What type of intervention works best?  The problem in environmental economics is often that there is no market for environmental resources. Thus, one option is to create a market. However, economists realize that this is not always the best solution.
           
How to evaluate environmental programs?

Ideally, we need to know what level of environmental protection is desired. Economists focus on decisions at the margin: equating marginal costs and marginal benefits. The choice is not between clean air and dirty air, but rather between levels of pollution.

Note that this requires placing a value on environmental protection.
However, this valuation is complicated by the lack of market prices for environmental goods.
               
Efficiency versus equity
Finally, we need to remember that even when an efficient solution occurs, it might not be desirable. Recall that the fundamental theorem of welfare economics says nothing about the distribution of resources in an efficient solution.

Equity issues are also important. Policymakers need to consider how various groups will be impacted.

What you need to do
Write out the environmental economics passage word for word, everything from "Ideally, we need" down to "for environmental goods.".

Provided records
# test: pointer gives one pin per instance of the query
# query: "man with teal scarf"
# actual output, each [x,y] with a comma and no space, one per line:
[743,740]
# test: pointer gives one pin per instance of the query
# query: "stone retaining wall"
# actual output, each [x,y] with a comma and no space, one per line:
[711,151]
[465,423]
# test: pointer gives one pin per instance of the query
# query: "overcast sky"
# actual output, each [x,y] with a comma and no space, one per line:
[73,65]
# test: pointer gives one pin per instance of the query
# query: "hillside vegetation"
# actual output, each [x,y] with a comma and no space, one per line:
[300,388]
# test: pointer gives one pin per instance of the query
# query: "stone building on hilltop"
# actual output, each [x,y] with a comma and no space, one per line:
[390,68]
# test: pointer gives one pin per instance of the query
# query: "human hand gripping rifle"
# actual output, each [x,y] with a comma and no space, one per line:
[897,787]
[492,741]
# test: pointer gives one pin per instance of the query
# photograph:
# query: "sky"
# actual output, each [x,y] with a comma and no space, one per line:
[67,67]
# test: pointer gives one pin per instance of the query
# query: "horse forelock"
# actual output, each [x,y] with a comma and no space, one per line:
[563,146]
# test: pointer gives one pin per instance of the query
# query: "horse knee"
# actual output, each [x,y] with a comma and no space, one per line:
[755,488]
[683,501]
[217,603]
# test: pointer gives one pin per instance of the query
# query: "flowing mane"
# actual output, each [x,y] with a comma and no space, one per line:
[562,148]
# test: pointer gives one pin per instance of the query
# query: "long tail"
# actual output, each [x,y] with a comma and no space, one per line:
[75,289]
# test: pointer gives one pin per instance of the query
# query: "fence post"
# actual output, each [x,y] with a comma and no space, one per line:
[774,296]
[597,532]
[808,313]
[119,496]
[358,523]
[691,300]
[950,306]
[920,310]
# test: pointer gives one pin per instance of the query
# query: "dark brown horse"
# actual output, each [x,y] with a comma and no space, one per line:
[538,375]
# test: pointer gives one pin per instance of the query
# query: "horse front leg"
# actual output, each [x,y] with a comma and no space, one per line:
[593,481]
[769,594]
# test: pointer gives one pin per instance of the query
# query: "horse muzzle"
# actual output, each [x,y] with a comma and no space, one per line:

Task answer
Ideally, we need to know what level of environmental protection is desired. Economists focus on decisions at the margin: equating marginal costs and marginal benefits. The choice is not between clean air and dirty air, but rather between levels of pollution.

Note that this requires placing a value on environmental protection.
However, this valuation is complicated by the lack of market prices for environmental goods.